Data entries
==========
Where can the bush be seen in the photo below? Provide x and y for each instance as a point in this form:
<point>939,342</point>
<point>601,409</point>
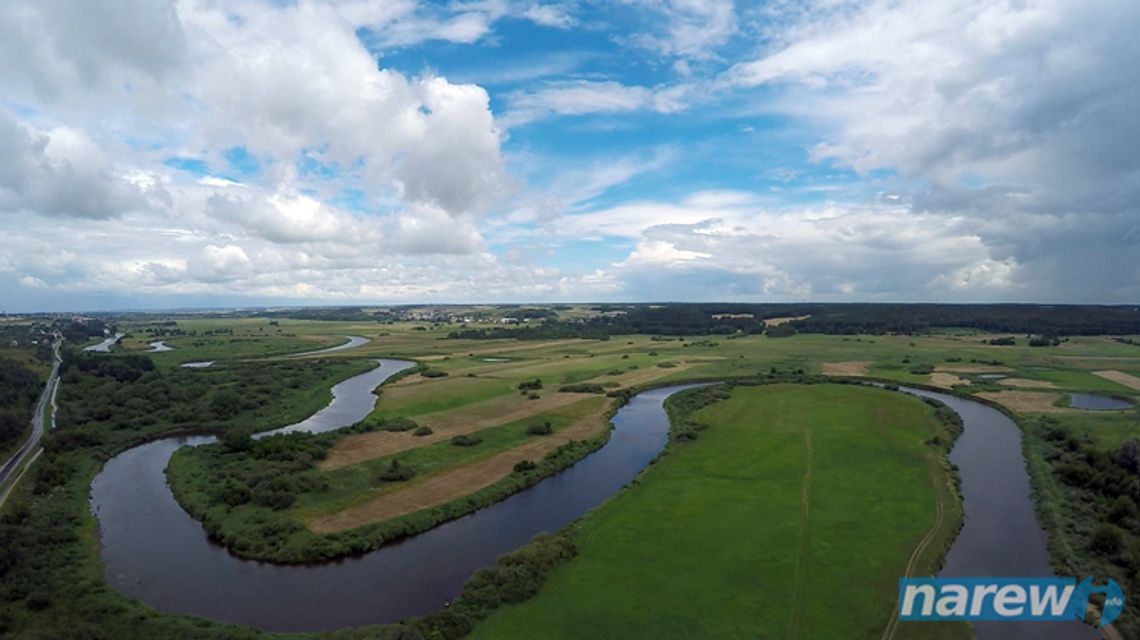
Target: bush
<point>466,440</point>
<point>583,388</point>
<point>543,429</point>
<point>398,424</point>
<point>1107,540</point>
<point>1123,510</point>
<point>237,439</point>
<point>397,472</point>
==========
What the task requires = Arrange the lines of the items above as a numbered list, dropping any blank lines and leaving the pictures out.

Task result =
1. Where can the bush be seen in the photo below? Provide x and y for each instance as a point in this form:
2. <point>939,342</point>
3. <point>601,409</point>
4. Target: bush
5. <point>466,440</point>
6. <point>583,388</point>
7. <point>543,429</point>
8. <point>398,424</point>
9. <point>1107,540</point>
10. <point>1123,510</point>
11. <point>237,439</point>
12. <point>397,472</point>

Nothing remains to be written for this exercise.